*Point placement records:*
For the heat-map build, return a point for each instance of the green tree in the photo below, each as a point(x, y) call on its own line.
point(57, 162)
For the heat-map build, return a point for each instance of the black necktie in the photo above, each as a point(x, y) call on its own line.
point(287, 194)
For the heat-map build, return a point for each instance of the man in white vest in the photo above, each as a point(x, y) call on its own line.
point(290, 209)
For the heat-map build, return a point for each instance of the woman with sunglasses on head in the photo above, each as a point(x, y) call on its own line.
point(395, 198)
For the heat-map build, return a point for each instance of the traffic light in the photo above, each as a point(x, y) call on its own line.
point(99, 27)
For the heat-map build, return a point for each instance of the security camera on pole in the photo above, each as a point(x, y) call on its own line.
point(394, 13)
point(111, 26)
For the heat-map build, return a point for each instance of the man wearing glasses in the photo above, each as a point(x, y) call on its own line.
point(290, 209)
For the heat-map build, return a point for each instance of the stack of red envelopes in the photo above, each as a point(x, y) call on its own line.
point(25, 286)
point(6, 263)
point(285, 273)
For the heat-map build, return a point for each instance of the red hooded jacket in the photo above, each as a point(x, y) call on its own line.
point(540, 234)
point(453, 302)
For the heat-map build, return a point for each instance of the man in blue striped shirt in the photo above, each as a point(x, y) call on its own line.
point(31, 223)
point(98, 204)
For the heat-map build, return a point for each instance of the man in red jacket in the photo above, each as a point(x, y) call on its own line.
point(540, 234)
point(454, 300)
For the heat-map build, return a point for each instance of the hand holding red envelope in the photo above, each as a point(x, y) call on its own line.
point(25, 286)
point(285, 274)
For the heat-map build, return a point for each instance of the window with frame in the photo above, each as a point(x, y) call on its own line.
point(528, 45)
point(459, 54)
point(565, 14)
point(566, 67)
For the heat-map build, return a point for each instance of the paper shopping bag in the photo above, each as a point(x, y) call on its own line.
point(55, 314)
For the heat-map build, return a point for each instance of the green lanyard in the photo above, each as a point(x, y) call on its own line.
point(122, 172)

*GOAL OF THE EXERCISE:*
Can you copy out, word for word, the lines of the records above from the line holding "in red jacket" through the line holding "point(566, 67)", inclusive?

*THE REPLY:*
For the heat-map build, return a point for each instance of the man in red jacket in the photo above, each as a point(x, y) call on its own line.
point(540, 234)
point(454, 300)
For the heat-map build, return a point for each instance of the hand holding red envelope in the photo above, each as a point(x, y) call on its own line.
point(25, 286)
point(285, 274)
For the heat-map build, return a point for each instance of the window with frame in the photo above, each as a point(x, y) call on its own line.
point(528, 45)
point(459, 54)
point(565, 14)
point(566, 67)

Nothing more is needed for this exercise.